## Quoted text
Death of the Liberal Class - Chris Hedges [59]
In the wake of the witch hunts, networks such as CBS forced employees to sign loyalty oaths. Walt Disney and Ronald Reagan, president of the Screen Actors Guild, cooperated in hounding out artists deemed disloyal. Those who refused to cooperate with the witch hunts or who openly defied HUAC instantly became nonpersons. One such resister was Paul Robeson, who went before the committee in June 1956. A celebrated singer and actor, Robeson, who was a communist sympathizer and vocal supporter of civil rights, was banned from commercial radio and television. He would end his life in obscurity. Although an African American, he encountered obstacles to performing afterward in black churches. Established liberal institutions, including the NAACP, the American Civil Liberties Union (where ACLU cocounsel Morris Ernst worked closely with FBI Director J. Edgar Hoover), Americans for Democratic Action, the American Association of University Professors, and the American Committee for Cultural Freedom either were silent or collaborated in the banishment of artists, teachers, writers, performers, scientists, and government officials.
The widespread dismissals of professors, elementary and high-school teachers, and public employees—especially social workers whose unions had advocated on behalf of their clients—were often carried out quietly. The names of suspected “reds” were routinely handed to administrators and school officials under the FBI’s Responsibilities Program. It was up to the institutions,49 nearly all of which complied, to see that those singled out lost their jobs. There were rarely hearings. The victims did not see any purported evidence. They were usually abruptly terminated. Those on the blacklist were effectively locked out of their profession. Schrecker estimates that between ten thousand and twelve thousand people were blackballed through this process.

## Information supplied
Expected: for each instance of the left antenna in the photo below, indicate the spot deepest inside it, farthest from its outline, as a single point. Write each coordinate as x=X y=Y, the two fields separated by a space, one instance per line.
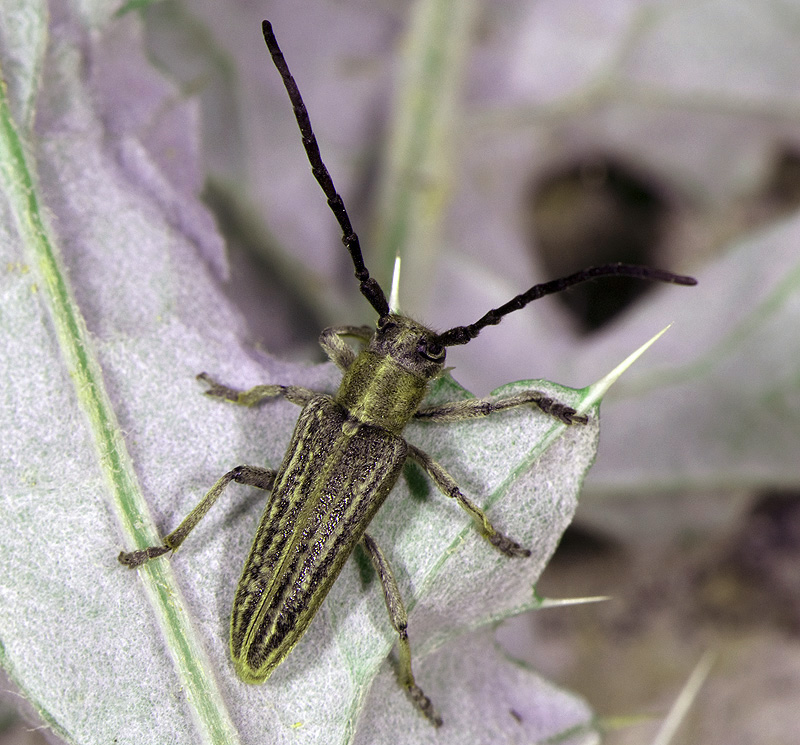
x=369 y=287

## What you are asked to do
List every established liberal institution that the excerpt on the witch hunts names as having either stayed silent or collaborated in the banishment.

## Task response
NAACP
American Civil Liberties Union
Americans for Democratic Action
American Association of University Professors
American Committee for Cultural Freedom